Repeat exactly the lines of the entries below from the one with "Query: camera body" through the one with "Query: arid plain", both ends included, and nothing else.

[Available records]

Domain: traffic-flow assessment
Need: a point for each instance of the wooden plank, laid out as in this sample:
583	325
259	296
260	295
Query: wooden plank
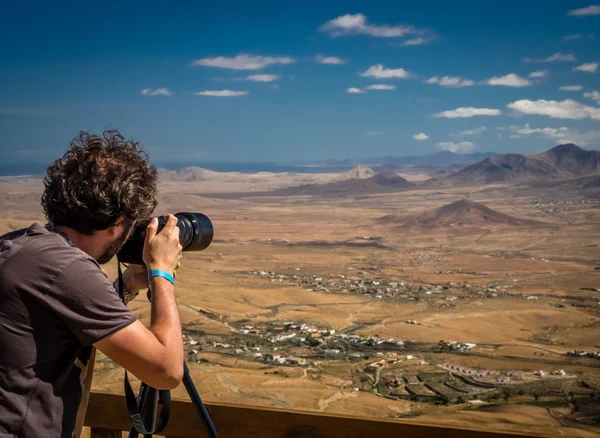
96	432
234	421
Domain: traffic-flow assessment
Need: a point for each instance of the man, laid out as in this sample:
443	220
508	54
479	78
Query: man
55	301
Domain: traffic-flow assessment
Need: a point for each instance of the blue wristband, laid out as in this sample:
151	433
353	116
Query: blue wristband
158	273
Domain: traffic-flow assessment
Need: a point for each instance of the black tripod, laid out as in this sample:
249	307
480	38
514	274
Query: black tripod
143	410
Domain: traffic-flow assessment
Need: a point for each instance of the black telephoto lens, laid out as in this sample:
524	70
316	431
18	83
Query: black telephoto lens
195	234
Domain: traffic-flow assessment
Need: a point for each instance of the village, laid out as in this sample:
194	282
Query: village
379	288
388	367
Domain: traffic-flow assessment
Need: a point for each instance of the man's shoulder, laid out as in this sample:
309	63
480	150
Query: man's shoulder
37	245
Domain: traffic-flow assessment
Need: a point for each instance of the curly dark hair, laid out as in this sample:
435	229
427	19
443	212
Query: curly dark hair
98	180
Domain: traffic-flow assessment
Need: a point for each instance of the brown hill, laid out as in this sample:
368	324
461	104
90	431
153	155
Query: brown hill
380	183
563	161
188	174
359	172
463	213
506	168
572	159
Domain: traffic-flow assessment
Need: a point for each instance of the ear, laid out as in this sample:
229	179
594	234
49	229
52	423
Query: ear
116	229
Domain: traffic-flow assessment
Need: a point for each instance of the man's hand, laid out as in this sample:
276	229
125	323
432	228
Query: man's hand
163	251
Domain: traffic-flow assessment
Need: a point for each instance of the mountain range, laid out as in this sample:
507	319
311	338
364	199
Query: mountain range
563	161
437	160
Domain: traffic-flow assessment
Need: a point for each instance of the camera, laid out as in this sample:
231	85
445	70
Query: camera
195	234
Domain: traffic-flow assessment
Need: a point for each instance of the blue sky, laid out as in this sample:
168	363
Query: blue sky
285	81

[/Available records]
[Available records]

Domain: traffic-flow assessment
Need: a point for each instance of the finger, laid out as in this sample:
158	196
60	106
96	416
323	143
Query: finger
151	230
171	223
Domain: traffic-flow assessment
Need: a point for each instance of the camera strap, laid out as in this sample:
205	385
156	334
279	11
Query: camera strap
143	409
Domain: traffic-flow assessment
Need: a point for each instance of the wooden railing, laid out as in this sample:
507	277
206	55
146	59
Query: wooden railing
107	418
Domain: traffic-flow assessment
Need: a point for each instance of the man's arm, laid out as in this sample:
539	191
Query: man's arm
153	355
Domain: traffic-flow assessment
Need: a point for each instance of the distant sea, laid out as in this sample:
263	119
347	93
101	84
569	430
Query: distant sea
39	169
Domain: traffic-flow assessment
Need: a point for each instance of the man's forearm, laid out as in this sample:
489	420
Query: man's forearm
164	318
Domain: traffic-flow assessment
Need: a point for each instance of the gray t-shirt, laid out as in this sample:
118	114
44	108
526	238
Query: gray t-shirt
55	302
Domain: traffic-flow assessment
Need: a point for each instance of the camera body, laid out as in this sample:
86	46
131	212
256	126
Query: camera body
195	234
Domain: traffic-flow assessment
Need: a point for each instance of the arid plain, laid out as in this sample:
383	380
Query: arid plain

[/Available records]

• _Written response_
Query: camera body
195	234
Domain: traffic-flow assessment
Need: a point for each instance of the arid plain, laid out as in this sample:
383	380
Query: arid plain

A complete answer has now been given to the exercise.